» **Given exercise**: Copy out every line from the start of the data down to the line containing "[9,137,350,446]", adding 101 to each bounding box coordinate in the answers.

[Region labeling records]
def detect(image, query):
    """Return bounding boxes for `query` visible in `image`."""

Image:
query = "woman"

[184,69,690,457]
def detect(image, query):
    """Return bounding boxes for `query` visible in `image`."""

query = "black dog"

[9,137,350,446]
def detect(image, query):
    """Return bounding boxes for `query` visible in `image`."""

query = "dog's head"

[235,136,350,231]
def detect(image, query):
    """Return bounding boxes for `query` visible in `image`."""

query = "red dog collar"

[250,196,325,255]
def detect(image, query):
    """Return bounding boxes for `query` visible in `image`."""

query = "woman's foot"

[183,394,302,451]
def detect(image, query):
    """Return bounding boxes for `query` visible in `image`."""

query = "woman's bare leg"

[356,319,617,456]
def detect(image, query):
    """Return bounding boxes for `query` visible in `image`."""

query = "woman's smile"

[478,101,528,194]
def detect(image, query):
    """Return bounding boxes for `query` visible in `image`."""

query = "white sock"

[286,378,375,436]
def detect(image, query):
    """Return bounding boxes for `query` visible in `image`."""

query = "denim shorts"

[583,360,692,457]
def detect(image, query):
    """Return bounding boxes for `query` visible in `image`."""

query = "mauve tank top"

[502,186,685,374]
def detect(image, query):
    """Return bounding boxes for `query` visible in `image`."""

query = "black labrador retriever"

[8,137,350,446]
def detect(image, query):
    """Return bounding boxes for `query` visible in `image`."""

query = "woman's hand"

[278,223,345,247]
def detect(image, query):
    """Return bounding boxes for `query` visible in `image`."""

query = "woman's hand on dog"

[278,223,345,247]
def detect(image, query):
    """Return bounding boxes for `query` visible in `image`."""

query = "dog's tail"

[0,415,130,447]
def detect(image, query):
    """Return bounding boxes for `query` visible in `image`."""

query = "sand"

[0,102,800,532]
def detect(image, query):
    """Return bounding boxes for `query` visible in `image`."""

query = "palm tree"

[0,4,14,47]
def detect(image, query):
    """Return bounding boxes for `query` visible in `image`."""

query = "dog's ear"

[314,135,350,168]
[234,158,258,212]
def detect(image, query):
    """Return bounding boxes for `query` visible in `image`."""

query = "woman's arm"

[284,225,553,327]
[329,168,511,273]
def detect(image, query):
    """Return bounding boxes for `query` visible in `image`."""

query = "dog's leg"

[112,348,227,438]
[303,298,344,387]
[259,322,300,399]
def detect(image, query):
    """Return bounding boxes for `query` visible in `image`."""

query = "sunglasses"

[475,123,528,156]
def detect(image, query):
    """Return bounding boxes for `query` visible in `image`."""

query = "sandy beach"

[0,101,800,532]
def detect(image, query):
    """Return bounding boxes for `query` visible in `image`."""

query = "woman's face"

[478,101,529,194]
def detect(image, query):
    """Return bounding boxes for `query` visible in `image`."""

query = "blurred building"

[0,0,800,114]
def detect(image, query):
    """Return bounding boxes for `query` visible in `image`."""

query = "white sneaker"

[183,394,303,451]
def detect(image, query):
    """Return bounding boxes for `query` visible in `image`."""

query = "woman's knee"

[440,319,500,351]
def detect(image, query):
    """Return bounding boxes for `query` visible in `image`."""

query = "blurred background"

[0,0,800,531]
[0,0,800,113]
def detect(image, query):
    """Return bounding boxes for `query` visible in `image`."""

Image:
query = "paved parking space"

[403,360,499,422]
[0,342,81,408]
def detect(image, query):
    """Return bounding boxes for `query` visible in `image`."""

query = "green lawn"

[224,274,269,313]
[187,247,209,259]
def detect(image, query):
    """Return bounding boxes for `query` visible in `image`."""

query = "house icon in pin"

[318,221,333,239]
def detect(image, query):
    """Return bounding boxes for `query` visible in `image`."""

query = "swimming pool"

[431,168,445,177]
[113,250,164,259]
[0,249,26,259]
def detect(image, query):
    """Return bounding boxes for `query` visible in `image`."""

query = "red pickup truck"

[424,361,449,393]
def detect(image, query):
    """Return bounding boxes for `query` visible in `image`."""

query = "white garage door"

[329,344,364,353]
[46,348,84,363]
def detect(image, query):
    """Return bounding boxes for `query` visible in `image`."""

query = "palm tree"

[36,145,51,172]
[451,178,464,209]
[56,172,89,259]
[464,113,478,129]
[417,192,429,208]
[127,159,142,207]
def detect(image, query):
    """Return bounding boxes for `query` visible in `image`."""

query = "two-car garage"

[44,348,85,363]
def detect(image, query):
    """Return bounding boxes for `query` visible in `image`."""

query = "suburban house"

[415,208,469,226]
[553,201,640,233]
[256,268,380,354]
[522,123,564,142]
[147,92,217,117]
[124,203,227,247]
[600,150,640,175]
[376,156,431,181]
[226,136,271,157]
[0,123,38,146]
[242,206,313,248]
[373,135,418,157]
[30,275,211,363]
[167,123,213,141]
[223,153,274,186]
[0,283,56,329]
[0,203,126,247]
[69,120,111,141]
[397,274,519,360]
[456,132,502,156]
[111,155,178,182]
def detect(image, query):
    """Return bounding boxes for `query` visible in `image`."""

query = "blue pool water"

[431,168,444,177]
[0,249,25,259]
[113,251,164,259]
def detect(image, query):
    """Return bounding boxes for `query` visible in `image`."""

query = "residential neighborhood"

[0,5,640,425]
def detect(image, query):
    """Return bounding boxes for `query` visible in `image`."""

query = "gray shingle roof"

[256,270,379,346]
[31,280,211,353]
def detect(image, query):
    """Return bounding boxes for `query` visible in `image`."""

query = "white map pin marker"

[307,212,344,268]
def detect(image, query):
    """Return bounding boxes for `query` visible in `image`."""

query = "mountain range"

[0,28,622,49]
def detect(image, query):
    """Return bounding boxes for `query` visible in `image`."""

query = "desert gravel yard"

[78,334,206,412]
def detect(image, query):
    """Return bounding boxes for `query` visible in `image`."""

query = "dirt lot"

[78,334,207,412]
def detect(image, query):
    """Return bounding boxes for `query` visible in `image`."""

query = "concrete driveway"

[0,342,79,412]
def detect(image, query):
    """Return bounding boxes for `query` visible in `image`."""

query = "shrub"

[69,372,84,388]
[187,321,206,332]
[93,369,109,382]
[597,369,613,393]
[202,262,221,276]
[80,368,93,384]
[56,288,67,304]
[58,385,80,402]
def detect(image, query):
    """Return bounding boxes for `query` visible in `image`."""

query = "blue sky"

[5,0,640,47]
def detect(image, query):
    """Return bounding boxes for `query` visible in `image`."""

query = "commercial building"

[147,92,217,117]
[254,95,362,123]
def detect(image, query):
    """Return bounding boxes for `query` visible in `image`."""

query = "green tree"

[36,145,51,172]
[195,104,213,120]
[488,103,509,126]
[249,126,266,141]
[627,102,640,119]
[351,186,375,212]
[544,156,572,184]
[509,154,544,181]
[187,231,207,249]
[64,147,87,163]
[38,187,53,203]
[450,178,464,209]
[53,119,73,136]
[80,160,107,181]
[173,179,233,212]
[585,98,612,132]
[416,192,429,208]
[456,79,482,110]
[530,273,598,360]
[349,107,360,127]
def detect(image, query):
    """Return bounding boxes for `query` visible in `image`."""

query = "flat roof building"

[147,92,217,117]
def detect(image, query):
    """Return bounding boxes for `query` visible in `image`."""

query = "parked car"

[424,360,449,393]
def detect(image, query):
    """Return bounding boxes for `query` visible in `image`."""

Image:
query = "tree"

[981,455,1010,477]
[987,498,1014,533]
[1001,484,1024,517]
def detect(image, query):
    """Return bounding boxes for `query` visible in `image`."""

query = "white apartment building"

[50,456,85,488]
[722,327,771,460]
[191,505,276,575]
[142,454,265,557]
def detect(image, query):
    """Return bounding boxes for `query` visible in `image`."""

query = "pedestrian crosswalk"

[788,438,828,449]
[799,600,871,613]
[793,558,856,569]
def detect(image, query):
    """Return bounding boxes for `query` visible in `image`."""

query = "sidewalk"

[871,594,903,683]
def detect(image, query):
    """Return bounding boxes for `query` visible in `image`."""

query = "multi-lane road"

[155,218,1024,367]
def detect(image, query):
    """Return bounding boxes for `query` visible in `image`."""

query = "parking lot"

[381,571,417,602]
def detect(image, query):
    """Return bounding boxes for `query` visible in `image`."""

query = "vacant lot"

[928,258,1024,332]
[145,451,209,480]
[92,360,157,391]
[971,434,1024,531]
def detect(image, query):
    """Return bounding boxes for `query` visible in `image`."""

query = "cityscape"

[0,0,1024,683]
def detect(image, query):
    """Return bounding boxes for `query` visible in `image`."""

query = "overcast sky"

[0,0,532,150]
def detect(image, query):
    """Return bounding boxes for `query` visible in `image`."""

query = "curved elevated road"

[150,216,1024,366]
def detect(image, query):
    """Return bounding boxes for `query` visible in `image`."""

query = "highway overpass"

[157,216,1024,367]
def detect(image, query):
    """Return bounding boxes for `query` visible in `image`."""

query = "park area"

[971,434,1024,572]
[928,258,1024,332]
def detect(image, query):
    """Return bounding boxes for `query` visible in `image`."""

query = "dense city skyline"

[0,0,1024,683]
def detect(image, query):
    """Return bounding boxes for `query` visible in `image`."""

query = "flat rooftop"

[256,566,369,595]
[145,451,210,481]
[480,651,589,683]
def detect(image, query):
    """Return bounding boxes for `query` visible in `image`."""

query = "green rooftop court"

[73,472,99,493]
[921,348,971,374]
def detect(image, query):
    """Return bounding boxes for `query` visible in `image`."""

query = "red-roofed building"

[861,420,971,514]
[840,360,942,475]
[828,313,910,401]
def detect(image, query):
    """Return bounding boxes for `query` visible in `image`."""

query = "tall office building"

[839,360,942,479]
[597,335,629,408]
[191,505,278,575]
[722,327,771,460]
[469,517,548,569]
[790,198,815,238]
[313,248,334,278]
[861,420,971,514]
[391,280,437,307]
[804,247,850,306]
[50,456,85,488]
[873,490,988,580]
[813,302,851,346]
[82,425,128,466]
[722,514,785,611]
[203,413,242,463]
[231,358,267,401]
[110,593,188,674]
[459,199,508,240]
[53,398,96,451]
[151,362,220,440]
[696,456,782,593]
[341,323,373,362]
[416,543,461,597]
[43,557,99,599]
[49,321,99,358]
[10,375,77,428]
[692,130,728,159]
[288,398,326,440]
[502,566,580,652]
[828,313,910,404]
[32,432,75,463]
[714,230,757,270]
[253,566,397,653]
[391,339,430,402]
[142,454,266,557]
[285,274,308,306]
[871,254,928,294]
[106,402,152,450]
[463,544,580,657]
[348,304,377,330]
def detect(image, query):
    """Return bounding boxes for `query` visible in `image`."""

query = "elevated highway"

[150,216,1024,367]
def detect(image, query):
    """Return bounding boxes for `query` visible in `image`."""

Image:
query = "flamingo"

» **Complete answer**:
def detect(image, query):
    """Return bounding boxes for `query` visible in `image`."""

Image:
query = "woman"

[285,170,791,558]
def detect(image, query):
    """Return bounding boxes for `query` visible in `image`."""

query = "black dog"

[110,238,451,547]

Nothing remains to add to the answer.